Work required. Give all of the lines again exactly as they read.

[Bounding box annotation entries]
○ ○ ○

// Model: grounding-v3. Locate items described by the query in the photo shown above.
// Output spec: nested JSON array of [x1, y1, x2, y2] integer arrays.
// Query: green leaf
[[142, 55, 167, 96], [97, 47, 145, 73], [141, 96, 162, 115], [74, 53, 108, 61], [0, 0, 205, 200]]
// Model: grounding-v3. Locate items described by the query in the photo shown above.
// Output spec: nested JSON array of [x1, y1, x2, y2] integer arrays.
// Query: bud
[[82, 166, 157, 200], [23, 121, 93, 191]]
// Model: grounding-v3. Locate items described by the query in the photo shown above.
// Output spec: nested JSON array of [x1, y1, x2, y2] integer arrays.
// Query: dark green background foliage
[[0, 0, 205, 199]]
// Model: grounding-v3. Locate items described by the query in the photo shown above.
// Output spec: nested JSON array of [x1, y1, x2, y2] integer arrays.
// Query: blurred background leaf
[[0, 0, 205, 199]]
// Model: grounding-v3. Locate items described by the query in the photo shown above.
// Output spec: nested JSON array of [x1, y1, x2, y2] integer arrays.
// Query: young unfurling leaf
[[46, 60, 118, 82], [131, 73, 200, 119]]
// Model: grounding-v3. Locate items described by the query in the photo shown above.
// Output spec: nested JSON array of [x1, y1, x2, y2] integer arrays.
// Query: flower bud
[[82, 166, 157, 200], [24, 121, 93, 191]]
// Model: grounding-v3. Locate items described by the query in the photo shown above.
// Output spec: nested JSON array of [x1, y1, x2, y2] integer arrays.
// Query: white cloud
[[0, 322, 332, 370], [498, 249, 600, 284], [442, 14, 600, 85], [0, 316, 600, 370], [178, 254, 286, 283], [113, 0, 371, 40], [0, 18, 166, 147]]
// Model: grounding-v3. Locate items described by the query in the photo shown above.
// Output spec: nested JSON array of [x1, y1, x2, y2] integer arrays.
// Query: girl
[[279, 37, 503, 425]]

○ ○ ○

Completed task.
// Model: grounding-v3. Locate items described by the query in the photo shown above.
// Output spec: nested JSON array of [x1, y1, x2, y2] integer arrays.
// Query: green leaf
[[142, 55, 167, 96], [97, 47, 145, 73], [141, 96, 162, 115], [74, 53, 108, 61], [0, 0, 205, 200]]
// Model: grounding-v3. Locate items described by the query in the photo shown above.
// Output spec: nested JSON array of [x1, y1, x2, y2] integer arrays.
// Query: bud
[[82, 166, 157, 200], [23, 121, 93, 191]]
// Model: grounding-v3. Locate items described by the query in the photo shown above.
// Output spec: nested JSON array of [x1, y1, x2, y2] integer arrays.
// Query: dark green background foliage
[[0, 0, 205, 199]]
// Model: grounding-v3. Locate items described by the query in the photo shown above.
// Output spec: nested JSON array of [x1, y1, x2, y2] integer arrays.
// Query: blurred background leaf
[[0, 0, 205, 199]]
// Model: grounding-v3. Locate items described by the query in the photo shown above.
// Output spec: nested JSON array of [x1, y1, x2, y2] integer arrays.
// Query: young unfurling leaf
[[46, 60, 118, 82], [131, 73, 200, 119]]
// Model: grounding-v3. Locate items described by the query in the photo shown above.
// Output spec: nested JSON array of [x1, y1, x2, y2] integer arrays.
// Query: flower bud
[[82, 166, 157, 200], [24, 121, 93, 191]]
// Model: grounding-v3. Locate items described by the query in the photo shown above.
// Output spec: nested JSON array of [x1, y1, x2, y2] integer arrays.
// Query: white cloud
[[0, 322, 332, 370], [498, 249, 600, 284], [442, 14, 600, 85], [0, 316, 600, 370], [178, 254, 286, 283], [113, 0, 371, 40], [0, 18, 166, 147]]
// Model: grounding-v3. Locate items described by the query in the photo shown above.
// Output spec: nested JSON array of [x1, y1, x2, y2] integer arrays.
// Query: girl
[[279, 37, 503, 425]]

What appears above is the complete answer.